:: INFORMATION SHOWN

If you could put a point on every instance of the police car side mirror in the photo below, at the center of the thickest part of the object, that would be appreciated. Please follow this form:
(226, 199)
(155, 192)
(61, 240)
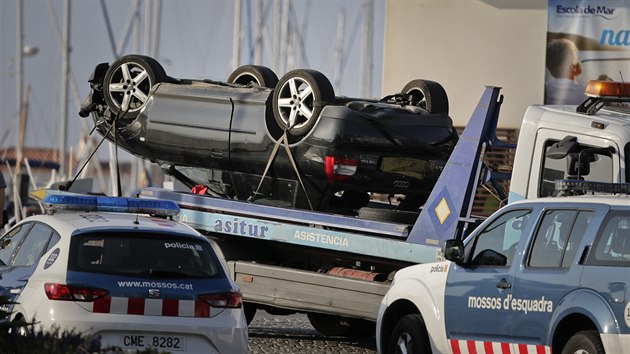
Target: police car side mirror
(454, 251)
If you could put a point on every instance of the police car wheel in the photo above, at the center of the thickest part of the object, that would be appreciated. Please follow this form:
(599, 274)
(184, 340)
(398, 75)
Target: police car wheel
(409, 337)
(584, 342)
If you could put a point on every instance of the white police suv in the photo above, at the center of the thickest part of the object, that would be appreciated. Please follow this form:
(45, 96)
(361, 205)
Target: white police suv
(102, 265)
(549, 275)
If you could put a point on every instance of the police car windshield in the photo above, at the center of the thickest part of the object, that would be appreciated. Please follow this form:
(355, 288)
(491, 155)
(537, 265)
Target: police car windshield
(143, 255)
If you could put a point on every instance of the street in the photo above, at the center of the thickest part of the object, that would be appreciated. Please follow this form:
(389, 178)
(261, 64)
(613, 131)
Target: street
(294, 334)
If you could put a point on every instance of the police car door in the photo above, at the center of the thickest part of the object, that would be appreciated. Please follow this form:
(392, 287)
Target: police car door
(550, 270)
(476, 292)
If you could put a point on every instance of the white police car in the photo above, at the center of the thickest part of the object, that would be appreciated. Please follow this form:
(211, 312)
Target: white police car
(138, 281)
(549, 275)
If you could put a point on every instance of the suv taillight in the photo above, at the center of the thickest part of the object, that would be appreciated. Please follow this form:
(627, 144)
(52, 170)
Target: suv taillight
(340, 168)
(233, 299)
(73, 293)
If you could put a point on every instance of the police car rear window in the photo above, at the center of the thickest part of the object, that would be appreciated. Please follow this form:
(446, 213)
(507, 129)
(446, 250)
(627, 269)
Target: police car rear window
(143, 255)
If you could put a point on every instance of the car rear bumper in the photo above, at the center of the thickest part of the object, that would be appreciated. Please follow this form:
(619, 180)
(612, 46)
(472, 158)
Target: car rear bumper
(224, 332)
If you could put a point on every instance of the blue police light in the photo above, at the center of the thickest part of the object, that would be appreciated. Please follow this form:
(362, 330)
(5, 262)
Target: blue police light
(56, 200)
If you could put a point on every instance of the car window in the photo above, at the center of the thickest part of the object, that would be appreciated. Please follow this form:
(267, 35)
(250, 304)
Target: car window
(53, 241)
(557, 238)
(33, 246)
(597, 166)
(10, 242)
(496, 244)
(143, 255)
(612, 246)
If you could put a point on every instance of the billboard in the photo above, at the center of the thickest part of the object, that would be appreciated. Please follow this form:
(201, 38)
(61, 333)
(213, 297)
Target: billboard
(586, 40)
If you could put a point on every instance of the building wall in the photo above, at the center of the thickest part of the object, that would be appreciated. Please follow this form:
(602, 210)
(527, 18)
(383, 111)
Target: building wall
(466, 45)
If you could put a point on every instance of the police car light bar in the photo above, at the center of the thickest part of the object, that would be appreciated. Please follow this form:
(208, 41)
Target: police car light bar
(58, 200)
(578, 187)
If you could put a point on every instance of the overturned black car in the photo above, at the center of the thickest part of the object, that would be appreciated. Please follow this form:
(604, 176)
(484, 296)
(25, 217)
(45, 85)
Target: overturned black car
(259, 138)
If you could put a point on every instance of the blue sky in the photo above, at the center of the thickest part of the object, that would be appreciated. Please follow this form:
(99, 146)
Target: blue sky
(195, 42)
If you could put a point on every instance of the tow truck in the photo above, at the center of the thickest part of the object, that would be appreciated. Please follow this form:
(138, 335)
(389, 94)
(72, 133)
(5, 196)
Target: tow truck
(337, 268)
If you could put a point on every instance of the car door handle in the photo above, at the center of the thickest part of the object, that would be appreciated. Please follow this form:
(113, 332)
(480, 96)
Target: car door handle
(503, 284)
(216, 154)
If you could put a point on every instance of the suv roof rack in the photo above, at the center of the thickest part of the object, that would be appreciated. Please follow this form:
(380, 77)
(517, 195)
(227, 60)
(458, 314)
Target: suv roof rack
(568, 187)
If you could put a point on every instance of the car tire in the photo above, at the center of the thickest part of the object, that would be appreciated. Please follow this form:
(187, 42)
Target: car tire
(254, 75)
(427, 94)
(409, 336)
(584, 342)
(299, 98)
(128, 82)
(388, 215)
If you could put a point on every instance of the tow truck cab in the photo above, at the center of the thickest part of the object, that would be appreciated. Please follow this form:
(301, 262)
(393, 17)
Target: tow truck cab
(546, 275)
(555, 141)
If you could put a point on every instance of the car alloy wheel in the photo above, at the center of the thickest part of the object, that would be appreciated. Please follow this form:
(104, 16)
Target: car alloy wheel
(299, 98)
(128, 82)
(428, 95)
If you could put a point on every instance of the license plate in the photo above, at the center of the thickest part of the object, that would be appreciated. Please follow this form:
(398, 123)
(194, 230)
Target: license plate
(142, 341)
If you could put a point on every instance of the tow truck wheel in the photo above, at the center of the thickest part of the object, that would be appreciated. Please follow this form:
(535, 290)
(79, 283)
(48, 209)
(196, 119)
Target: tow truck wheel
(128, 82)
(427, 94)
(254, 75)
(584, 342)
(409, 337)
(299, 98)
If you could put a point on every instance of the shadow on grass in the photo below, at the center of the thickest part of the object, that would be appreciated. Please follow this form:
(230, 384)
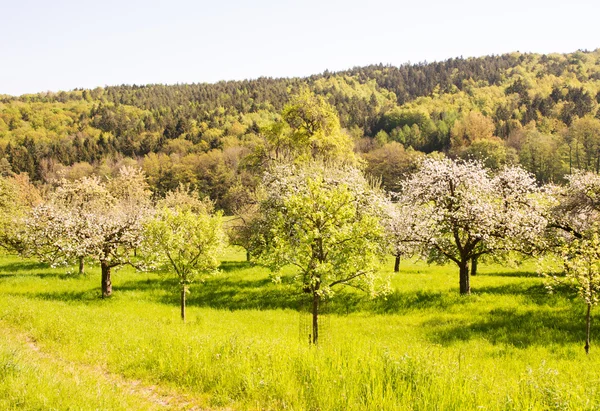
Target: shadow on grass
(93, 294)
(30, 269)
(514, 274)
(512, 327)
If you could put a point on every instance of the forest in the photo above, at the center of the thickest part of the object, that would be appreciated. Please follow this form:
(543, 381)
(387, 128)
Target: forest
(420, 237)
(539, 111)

::::

- [GIVEN EXERCISE]: Could you render the stretch from the line containing "the car tire" through the end of the records as a JSON list of strings, one string per line, with blank lines and the pictures left out?

- [PROBLEM SOLUTION]:
[
  "If you could put a point on every instance of the car tire in the photo above, at the center of the thickest part of the object, that would be appreciated. Please follow this form:",
  "(187, 42)",
  "Target: car tire",
  "(254, 75)",
  "(427, 94)",
  "(409, 336)",
  "(584, 342)",
  "(299, 98)",
  "(128, 82)",
  "(388, 215)",
  "If you could put a point on every instance of the tow truck cab in the photo above, at the center of the thickest part of the object, that would be appreciated. Please follow this form:",
  "(301, 262)",
  "(393, 17)",
  "Target: tow truck cab",
  "(546, 275)",
  "(555, 141)",
  "If you could put a point on every instance of the car alloy wheel in the photo above, at the center of the thickest part of the object, that would be appreciated. Please follow this form:",
  "(104, 16)",
  "Target: car alloy wheel",
  "(299, 98)",
  "(128, 82)",
  "(428, 95)",
  "If you could put a point on every instance of the license plate in the photo above, at the center of the thickest part of the object, that would be appreciated. Please follow this form:",
  "(398, 123)",
  "(194, 230)",
  "Target: license plate",
  "(142, 341)",
  "If you could put a point on every instance of the tow truck wheel in the photo above, at the center of the thickest part of the object, that would be appreciated. Please follow this form:",
  "(535, 290)",
  "(79, 283)",
  "(48, 209)",
  "(196, 119)",
  "Target: tow truck wheel",
  "(128, 82)",
  "(427, 94)",
  "(254, 75)",
  "(584, 342)",
  "(409, 337)",
  "(299, 98)",
  "If you could put a point on every instance of the shadow on grass in the photo below, at the center of the thickest part of the object, that would be appreciated. Please follow this form:",
  "(230, 384)",
  "Target: shadow on grass",
  "(93, 294)",
  "(30, 269)",
  "(514, 274)",
  "(512, 327)",
  "If you could put a point on every instance of the forest in the photo above, at the center of the thickest part of the object, that would be appreciated. Please follow this form:",
  "(543, 381)",
  "(387, 128)",
  "Target: forest",
  "(420, 237)",
  "(539, 111)"
]